April 26, 2005
Features

Speech Technologies Make Video Games Complete

Speech recognition technology has reached a significant milestone: its use in mainstream console-based video games. That might seem like a dubious achievement considering the serious ROIs that speech recognition offers for large corporations in automated call centers, but the video game industry is huge, bigger than the movie industry. The costs to produce a new video game make the introduction of any new feature like speech recognition a serious risk. And for speech technology the video game environment is a major challenge: recognizing speech from loud, excited, untrained voices of users young and old, of both sexes, in a noisy background. But today, speech recognition engines are running on major video game consoles in a growing number of titles. Verbal commands for action and dialogue with virtual characters are offering a new dimension in game play.

The Video Game Industry
The video game industry, which had its start with Pong in 1970, is big business. Estimates of worldwide revenues in 2004 are about $30 billion. This compares to estimates of $20 billion for worldwide movie box office receipts.

= = = = =

▸ **TASK REQUIREMENTS**:
1. Duplicate the part of the article on speech recognition in video games between "Speech recognition technology" and "in game play.", inclusive.
2. Using the article on speech recognition in video games, answer these:
(a) According to the article, what does speech recognition offer large corporations in automated call centers?
(b) What game marked the start of the video game industry, and in what year?
(c) What were estimated worldwide video game revenues in 2004?
The items that follow come from a separate source.

= = = = =

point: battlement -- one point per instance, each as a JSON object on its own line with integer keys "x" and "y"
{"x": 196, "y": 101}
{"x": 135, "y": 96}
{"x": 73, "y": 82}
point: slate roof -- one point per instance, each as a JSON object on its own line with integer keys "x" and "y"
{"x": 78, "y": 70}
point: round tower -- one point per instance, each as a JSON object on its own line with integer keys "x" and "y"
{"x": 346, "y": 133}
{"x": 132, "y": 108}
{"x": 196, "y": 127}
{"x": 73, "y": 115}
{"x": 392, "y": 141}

= = = = =

▸ **ANSWERS IN ORDER**:
1.
Speech recognition technology has reached a significant milestone: its use in mainstream console-based video games. That might seem like a dubious achievement considering the serious ROIs that speech recognition offers for large corporations in automated call centers, but the video game industry is huge, bigger than the movie industry. The costs to produce a new video game make the introduction of any new feature like speech recognition a serious risk. And for speech technology the video game environment is a major challenge: recognizing speech from loud, excited, untrained voices of users young and old, of both sexes, in a noisy background. But today, speech recognition engines are running on major video game consoles in a growing number of titles. Verbal commands for action and dialogue with virtual characters are offering a new dimension in game play.

2.
(a) Serious ROIs.
(b) Pong, in 1970.
(c) About $30 billion.